Description of the task :: Can you format the lines of the material below as a JSON list of strings, one string per line with blank lines omitted, starting at the line containing "point: one pixel per instance, each like <point>166,201</point>." and running up to and including the line containing "<point>42,185</point>"?

Given records ::
————————

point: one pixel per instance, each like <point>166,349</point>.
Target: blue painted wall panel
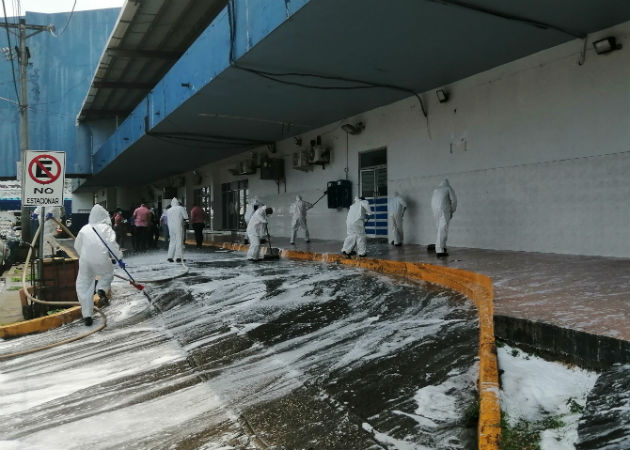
<point>206,58</point>
<point>60,72</point>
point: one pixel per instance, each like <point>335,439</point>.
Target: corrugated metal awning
<point>149,37</point>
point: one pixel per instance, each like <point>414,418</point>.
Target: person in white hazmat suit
<point>250,209</point>
<point>355,226</point>
<point>298,209</point>
<point>95,259</point>
<point>396,208</point>
<point>257,228</point>
<point>443,204</point>
<point>175,216</point>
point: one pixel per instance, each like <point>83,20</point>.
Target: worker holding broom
<point>93,244</point>
<point>257,228</point>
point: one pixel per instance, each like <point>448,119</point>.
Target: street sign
<point>44,178</point>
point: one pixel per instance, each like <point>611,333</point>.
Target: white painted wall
<point>537,150</point>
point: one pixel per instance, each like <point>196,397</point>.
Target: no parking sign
<point>44,177</point>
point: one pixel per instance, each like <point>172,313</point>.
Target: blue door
<point>374,189</point>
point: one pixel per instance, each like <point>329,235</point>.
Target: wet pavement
<point>278,354</point>
<point>585,293</point>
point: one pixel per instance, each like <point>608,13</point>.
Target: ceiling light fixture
<point>442,95</point>
<point>606,45</point>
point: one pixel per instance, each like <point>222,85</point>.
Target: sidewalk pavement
<point>584,293</point>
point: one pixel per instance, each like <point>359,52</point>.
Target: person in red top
<point>120,228</point>
<point>197,219</point>
<point>142,221</point>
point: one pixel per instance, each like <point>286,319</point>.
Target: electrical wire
<point>507,16</point>
<point>276,76</point>
<point>6,22</point>
<point>63,30</point>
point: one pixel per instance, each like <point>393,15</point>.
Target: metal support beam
<point>122,85</point>
<point>152,54</point>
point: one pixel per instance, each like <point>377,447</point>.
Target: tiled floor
<point>584,293</point>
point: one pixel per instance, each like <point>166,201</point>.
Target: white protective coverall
<point>249,209</point>
<point>443,204</point>
<point>50,230</point>
<point>94,258</point>
<point>396,208</point>
<point>298,210</point>
<point>175,217</point>
<point>355,226</point>
<point>256,228</point>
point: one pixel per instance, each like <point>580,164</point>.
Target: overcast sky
<point>49,6</point>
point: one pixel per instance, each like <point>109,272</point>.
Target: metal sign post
<point>42,185</point>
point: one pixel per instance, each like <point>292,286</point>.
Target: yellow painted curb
<point>476,287</point>
<point>40,324</point>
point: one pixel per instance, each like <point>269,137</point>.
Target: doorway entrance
<point>373,186</point>
<point>233,202</point>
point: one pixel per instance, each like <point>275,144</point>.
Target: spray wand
<point>121,264</point>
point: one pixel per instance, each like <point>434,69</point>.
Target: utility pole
<point>23,57</point>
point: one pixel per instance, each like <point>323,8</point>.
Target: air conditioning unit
<point>301,160</point>
<point>247,167</point>
<point>319,155</point>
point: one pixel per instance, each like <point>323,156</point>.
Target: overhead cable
<point>63,30</point>
<point>6,23</point>
<point>277,77</point>
<point>513,17</point>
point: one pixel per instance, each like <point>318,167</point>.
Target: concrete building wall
<point>537,150</point>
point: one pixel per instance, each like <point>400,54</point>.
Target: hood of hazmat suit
<point>89,246</point>
<point>250,208</point>
<point>444,200</point>
<point>175,216</point>
<point>258,221</point>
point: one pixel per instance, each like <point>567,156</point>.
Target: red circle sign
<point>43,165</point>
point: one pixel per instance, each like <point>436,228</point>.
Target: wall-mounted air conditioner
<point>319,155</point>
<point>301,160</point>
<point>247,167</point>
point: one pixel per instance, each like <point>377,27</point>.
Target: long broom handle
<point>115,257</point>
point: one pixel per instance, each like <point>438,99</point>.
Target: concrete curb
<point>40,324</point>
<point>475,286</point>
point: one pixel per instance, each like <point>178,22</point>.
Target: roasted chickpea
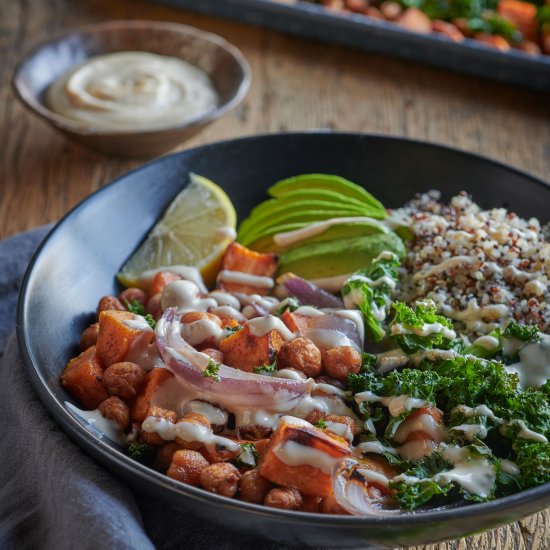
<point>222,478</point>
<point>132,295</point>
<point>123,379</point>
<point>254,487</point>
<point>300,354</point>
<point>164,455</point>
<point>286,498</point>
<point>310,504</point>
<point>329,505</point>
<point>216,354</point>
<point>254,432</point>
<point>341,361</point>
<point>186,466</point>
<point>154,306</point>
<point>193,418</point>
<point>158,412</point>
<point>88,338</point>
<point>116,410</point>
<point>108,303</point>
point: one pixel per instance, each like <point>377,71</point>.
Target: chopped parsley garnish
<point>267,369</point>
<point>212,370</point>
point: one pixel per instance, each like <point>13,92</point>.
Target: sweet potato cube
<point>241,259</point>
<point>154,379</point>
<point>83,378</point>
<point>115,337</point>
<point>242,350</point>
<point>302,457</point>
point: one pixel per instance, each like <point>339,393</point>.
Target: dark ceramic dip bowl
<point>77,262</point>
<point>226,66</point>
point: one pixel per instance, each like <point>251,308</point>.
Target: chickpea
<point>216,354</point>
<point>254,487</point>
<point>124,379</point>
<point>158,412</point>
<point>340,361</point>
<point>286,498</point>
<point>108,303</point>
<point>154,306</point>
<point>310,504</point>
<point>116,410</point>
<point>329,505</point>
<point>222,478</point>
<point>186,466</point>
<point>88,338</point>
<point>193,418</point>
<point>254,432</point>
<point>300,354</point>
<point>164,455</point>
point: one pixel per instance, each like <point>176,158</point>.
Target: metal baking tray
<point>313,21</point>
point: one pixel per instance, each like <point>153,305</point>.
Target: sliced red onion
<point>350,491</point>
<point>309,294</point>
<point>234,388</point>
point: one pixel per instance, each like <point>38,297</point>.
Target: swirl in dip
<point>133,91</point>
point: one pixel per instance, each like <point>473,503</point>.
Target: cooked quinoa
<point>480,267</point>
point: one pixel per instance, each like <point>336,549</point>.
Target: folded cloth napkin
<point>52,495</point>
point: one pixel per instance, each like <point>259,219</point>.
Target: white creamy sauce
<point>133,91</point>
<point>215,415</point>
<point>185,296</point>
<point>263,325</point>
<point>103,425</point>
<point>294,454</point>
<point>187,431</point>
<point>289,238</point>
<point>533,367</point>
<point>325,338</point>
<point>242,278</point>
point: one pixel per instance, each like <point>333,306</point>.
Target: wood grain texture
<point>297,84</point>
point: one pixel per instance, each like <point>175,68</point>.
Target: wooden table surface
<point>297,84</point>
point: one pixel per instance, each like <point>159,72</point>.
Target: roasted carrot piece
<point>241,259</point>
<point>242,350</point>
<point>522,14</point>
<point>154,379</point>
<point>307,478</point>
<point>161,280</point>
<point>83,378</point>
<point>115,337</point>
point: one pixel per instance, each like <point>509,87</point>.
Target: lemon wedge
<point>195,231</point>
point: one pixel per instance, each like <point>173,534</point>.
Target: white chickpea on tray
<point>350,359</point>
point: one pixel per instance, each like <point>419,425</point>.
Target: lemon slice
<point>195,231</point>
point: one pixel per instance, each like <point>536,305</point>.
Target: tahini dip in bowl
<point>133,88</point>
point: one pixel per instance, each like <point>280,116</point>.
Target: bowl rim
<point>173,490</point>
<point>35,105</point>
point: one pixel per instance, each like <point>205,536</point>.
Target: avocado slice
<point>347,230</point>
<point>338,257</point>
<point>327,182</point>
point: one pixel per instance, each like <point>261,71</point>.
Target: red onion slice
<point>350,491</point>
<point>235,388</point>
<point>309,294</point>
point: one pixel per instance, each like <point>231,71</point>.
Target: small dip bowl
<point>225,65</point>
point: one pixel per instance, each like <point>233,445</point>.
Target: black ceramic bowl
<point>226,66</point>
<point>76,264</point>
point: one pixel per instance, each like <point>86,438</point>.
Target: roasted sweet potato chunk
<point>83,377</point>
<point>242,350</point>
<point>241,259</point>
<point>115,337</point>
<point>154,379</point>
<point>292,451</point>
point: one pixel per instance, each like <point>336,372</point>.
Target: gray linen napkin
<point>52,495</point>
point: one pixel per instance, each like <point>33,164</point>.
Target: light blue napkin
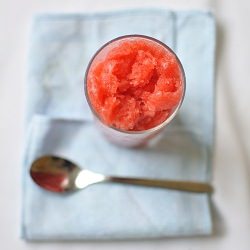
<point>59,123</point>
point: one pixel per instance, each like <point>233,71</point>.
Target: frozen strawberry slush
<point>135,84</point>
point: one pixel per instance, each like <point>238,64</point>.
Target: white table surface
<point>231,202</point>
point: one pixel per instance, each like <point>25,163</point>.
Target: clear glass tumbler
<point>122,137</point>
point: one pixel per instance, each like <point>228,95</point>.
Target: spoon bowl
<point>59,175</point>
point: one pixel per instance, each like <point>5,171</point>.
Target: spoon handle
<point>188,186</point>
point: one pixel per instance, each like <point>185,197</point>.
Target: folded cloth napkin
<point>59,123</point>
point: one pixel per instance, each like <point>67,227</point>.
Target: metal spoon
<point>60,175</point>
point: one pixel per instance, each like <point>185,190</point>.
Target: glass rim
<point>150,130</point>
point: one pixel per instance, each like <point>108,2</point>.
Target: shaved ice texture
<point>135,84</point>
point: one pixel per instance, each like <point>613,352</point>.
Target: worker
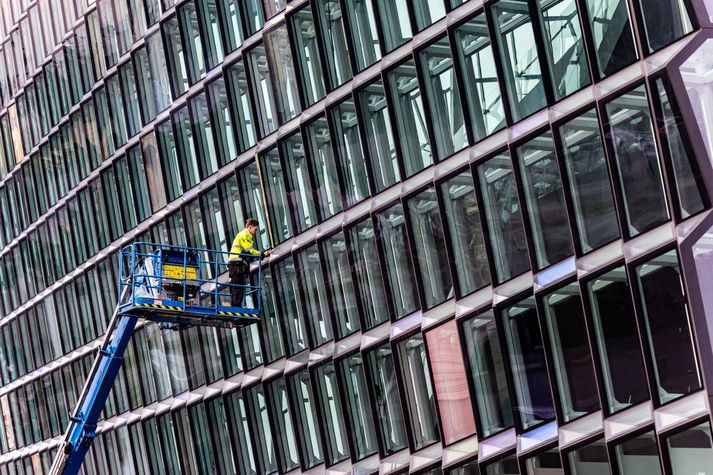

————————

Answer to this task ::
[
  "point: one pixel per instance, each like <point>166,201</point>.",
  "Target: white protective coverall",
  "<point>249,209</point>",
  "<point>443,204</point>",
  "<point>50,230</point>",
  "<point>94,258</point>",
  "<point>396,208</point>",
  "<point>298,210</point>",
  "<point>175,217</point>",
  "<point>355,226</point>",
  "<point>256,228</point>",
  "point: one pixel per instance, each like <point>580,164</point>.",
  "Target: overcast sky",
  "<point>49,6</point>",
  "point: one pixel per instance, each like <point>109,272</point>.",
  "Target: metal sign post",
  "<point>42,185</point>"
]